WHAT IS EXPECTED:
Copy every line in the entries below that contains the word "concrete". Case counts.

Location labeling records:
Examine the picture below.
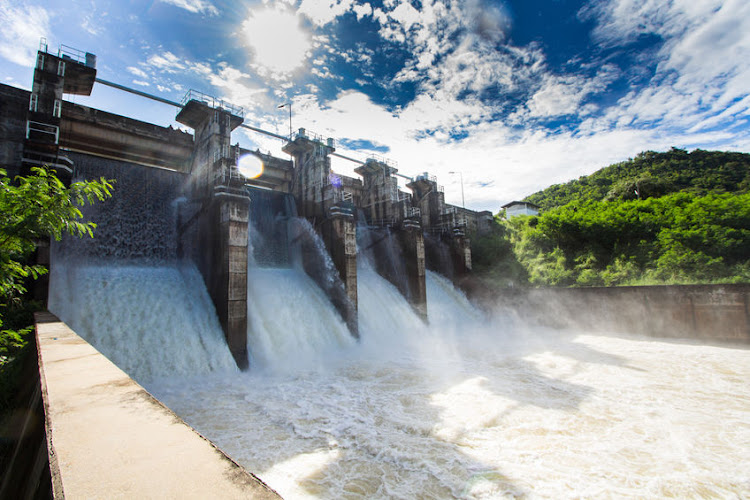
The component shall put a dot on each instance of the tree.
(34, 207)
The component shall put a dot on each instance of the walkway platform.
(109, 438)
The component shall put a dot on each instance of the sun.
(277, 40)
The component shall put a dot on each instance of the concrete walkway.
(109, 438)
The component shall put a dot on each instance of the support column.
(231, 272)
(340, 235)
(412, 244)
(461, 254)
(215, 236)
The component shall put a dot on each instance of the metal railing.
(212, 102)
(66, 52)
(307, 134)
(381, 159)
(225, 174)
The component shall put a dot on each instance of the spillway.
(468, 408)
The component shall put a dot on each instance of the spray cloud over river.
(468, 406)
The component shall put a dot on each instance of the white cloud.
(167, 62)
(362, 10)
(322, 12)
(703, 63)
(277, 40)
(137, 72)
(22, 27)
(195, 6)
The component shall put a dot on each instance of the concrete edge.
(56, 471)
(54, 467)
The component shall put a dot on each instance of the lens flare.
(278, 42)
(250, 166)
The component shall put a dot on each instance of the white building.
(515, 208)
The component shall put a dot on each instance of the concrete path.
(109, 438)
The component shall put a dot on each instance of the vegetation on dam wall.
(661, 218)
(34, 208)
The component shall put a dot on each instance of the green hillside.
(652, 174)
(660, 218)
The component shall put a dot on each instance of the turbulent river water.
(468, 407)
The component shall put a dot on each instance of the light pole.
(463, 201)
(288, 105)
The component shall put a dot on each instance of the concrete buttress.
(340, 237)
(412, 245)
(217, 238)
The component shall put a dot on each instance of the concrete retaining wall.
(109, 438)
(718, 312)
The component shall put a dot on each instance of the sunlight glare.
(278, 42)
(250, 166)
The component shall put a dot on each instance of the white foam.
(151, 321)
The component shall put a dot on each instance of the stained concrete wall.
(712, 312)
(14, 103)
(109, 438)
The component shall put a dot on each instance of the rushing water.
(465, 407)
(150, 320)
(460, 409)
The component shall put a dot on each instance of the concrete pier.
(412, 245)
(219, 236)
(340, 237)
(109, 438)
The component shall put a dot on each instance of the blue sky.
(516, 95)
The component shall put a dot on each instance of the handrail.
(211, 101)
(382, 159)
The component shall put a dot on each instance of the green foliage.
(673, 217)
(493, 258)
(652, 174)
(34, 207)
(678, 238)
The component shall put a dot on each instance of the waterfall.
(292, 323)
(125, 291)
(448, 306)
(151, 321)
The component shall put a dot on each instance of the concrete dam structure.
(181, 196)
(469, 404)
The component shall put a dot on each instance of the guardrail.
(381, 159)
(212, 102)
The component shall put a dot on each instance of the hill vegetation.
(660, 218)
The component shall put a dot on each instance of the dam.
(310, 326)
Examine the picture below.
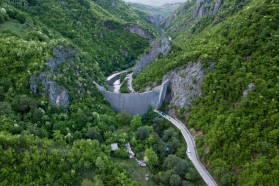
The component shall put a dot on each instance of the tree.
(142, 133)
(175, 180)
(136, 122)
(150, 157)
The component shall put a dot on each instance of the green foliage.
(242, 41)
(136, 122)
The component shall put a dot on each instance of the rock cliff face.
(57, 94)
(140, 32)
(192, 12)
(185, 84)
(161, 46)
(203, 7)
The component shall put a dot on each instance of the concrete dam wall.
(135, 103)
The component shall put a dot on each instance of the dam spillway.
(135, 103)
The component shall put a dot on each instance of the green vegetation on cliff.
(55, 128)
(240, 142)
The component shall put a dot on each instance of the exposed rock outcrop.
(161, 46)
(217, 6)
(185, 84)
(249, 88)
(57, 94)
(140, 32)
(203, 7)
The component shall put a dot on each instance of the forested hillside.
(237, 115)
(55, 128)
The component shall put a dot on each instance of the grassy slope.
(96, 36)
(242, 40)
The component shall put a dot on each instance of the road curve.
(191, 149)
(130, 82)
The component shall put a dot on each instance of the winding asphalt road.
(191, 149)
(130, 82)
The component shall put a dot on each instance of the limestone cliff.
(161, 46)
(57, 94)
(185, 84)
(140, 32)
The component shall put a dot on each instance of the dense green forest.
(56, 129)
(55, 49)
(240, 141)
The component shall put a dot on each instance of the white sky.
(155, 2)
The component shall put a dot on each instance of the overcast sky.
(155, 2)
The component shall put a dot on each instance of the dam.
(135, 103)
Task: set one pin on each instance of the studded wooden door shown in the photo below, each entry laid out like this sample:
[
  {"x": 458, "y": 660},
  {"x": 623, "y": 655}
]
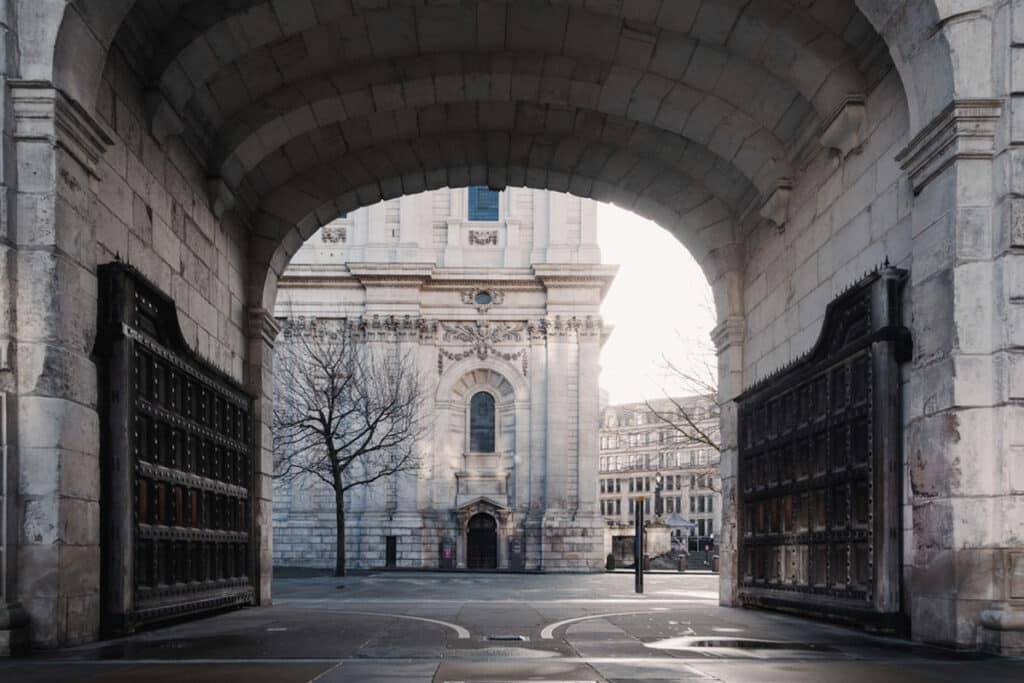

TASK RESULT:
The component shall put a dot on each instance of the concrete walkway.
The component shall put a dot on each instance of the concrete edge.
The component shall put a dot on each instance of the concrete path.
The component shall put a dot on each instance of the concrete buttress.
The component shall put a dot on each instance of the concrete retaining wall.
The component shall put a dot on each instance of the stained concrete wall.
The component shall put a dot on each instance of the concrete pier.
The component shall put a dot on each instance of the concrete dam structure.
The component shall put a dot on each instance of the concrete dam wall.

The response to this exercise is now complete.